▶ _Task to carry out_:
Copy the records below word for word, starting at the line that contains "Target: green grass clump" and continuing through the end of the records.

====== Raw records

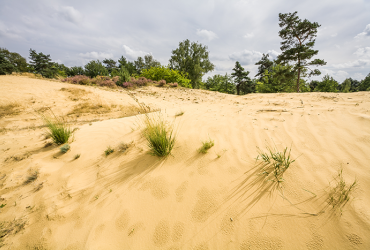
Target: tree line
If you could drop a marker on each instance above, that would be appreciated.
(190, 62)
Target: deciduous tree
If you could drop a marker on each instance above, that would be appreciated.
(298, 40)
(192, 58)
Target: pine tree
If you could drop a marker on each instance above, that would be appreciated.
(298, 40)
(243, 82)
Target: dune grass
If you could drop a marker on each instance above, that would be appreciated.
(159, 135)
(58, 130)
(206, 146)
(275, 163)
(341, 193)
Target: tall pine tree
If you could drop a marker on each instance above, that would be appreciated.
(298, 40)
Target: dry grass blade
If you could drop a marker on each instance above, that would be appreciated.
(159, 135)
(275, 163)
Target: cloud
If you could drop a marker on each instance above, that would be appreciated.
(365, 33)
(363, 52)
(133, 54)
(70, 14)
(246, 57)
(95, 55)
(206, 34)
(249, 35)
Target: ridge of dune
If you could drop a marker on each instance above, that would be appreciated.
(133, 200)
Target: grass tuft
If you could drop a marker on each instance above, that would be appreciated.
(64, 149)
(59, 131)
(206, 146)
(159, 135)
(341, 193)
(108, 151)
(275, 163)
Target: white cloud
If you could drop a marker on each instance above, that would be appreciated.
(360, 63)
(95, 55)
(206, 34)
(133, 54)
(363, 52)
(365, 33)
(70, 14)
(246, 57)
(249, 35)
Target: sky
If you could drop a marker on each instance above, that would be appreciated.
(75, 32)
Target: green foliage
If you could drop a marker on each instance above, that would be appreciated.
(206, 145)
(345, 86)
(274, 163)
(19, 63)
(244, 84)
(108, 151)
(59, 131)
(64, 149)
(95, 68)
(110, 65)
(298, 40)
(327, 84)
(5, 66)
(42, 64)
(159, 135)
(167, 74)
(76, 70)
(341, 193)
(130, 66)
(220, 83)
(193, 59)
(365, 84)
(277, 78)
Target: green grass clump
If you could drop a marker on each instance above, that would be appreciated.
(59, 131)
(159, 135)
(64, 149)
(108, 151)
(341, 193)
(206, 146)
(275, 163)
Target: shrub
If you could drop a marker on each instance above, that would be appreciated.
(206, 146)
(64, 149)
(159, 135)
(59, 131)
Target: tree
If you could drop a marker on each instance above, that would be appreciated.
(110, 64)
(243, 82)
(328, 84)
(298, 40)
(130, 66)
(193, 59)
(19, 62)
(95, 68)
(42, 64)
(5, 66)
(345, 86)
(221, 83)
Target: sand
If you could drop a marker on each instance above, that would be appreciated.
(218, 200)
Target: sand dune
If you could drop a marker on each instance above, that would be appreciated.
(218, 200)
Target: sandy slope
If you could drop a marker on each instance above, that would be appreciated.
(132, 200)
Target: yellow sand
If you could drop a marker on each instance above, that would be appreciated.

============

▶ _Answer_:
Target: green grass clump
If you could drop a marker on each instance above, that would be appreciated.
(59, 131)
(159, 135)
(64, 149)
(108, 151)
(341, 193)
(206, 146)
(275, 163)
Target: shrub
If you could drop a marker on each instance above, that would be appreciated.
(206, 146)
(64, 149)
(159, 135)
(59, 131)
Target: tree
If you could drop a marker on each instance above, that would be appreciated.
(110, 64)
(243, 82)
(328, 84)
(298, 40)
(130, 66)
(193, 59)
(19, 62)
(95, 68)
(42, 64)
(5, 66)
(345, 86)
(221, 83)
Target: sand
If you could drop a marker on each instance above, that would be appreciated.
(218, 200)
Target: sand dune
If you could drop a marker on each instance above, that would be appreciated.
(218, 200)
Target: sandy slope
If you could drop a marker on each instance above, that would be appreciated.
(132, 200)
Target: yellow sand
If you could drop a marker on each instance above, that would be appreciated.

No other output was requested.